WHAT THIS EXERCISE ASKS >>
1 - Decide whether each statement below agrees with the text about the karaoke book: (a) The book offers tips on singing. (b) In Japanese work environments, people are expected to draw attention to themselves. (c) The excerpt is taken from a chapter titled "What is Karaoke Anyway?" For each, answer yes or no and quote the deciding words of the text.
2 - Carry on the text about the karaoke book from its final sentence.

TEXT PROVIDED >>
▬▬▬▬▬▬

Robin is also a writer for local Cincinnati newspaper, and the author of a book called "Karaoke Krazy! Is This On?" The book is a humorous, satyrical, look at the Karaoke phenomenon, and also gives tips on singing and various other topics, including how to create you own television show. Here is an excerpt from the chapter entitled "What is Karaoke Anyway?":
Several years ago, someone in Japan thought there was a need for this type of entertainment ---and they were right.
In Japanese work environments, people are expected to contribute to the common good of the whole and not to draw undue attention to themselves.
American culture dictates a sense of individualism. We are conditioned to “stand out” from the crowd. But this is not so in Japanese culture, where modesty and a sense that one does not “blow their own horn” is the norm.

▬▬▬▬▬▬

INFORMATION PROVIDED >>

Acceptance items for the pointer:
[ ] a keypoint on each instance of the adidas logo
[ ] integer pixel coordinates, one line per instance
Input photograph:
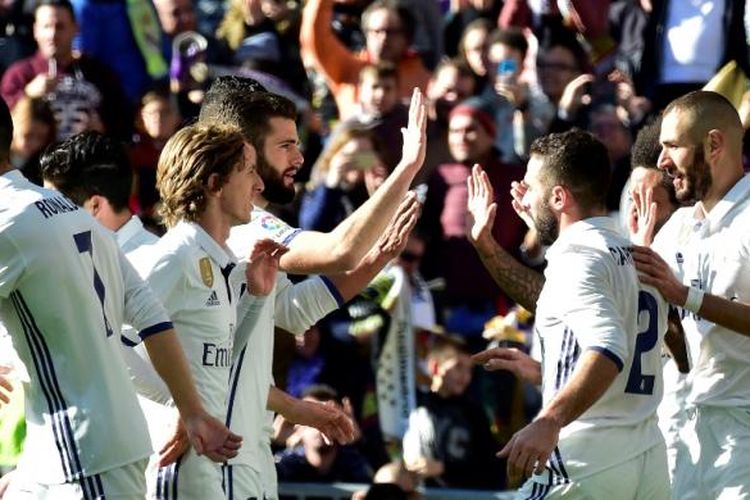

▬▬▬▬▬▬

RESPONSES TO THE TASKS >>
1 -
(a) Yes: "gives tips on singing and various other topics"
(b) No: "not to draw undue attention to themselves"
(c) Yes: "an excerpt from the chapter entitled "What is Karaoke Anyway?""

2 -
But we are all human and we like to get attention regardless of our cultural upbringing. In my opinion, the Japanese were more than ready to channel their hidden desire for individuality and acceptance into something “allowable.”
Singing has long been a part of the Japanese culture as it has brought them feelings of happiness. Corporate workers tend to feel a sense of relief from their fast-paced lives when they sing, so Karaoke is a natural outcome of their desires.
When whoever the Japanese genius was that created Karaoke did so, the masses were ready to jump in with both feet.
A few decades ago (in Japan), “Karaoke boxes” were created for people who wished to hear themselves sing. They were soundproof, just in case the singer was not so good. These boxes were set up anywhere the need warranted, from subway stations to street corners.
Eventually, Karaoke bars began to spring up all over Japan. It soon became so popular that there were even “Karaoke cabs” that provided people the means to sing on their way home from work! Sometimes the singers would be required to pay to sing. This became a good source of income for many business owners.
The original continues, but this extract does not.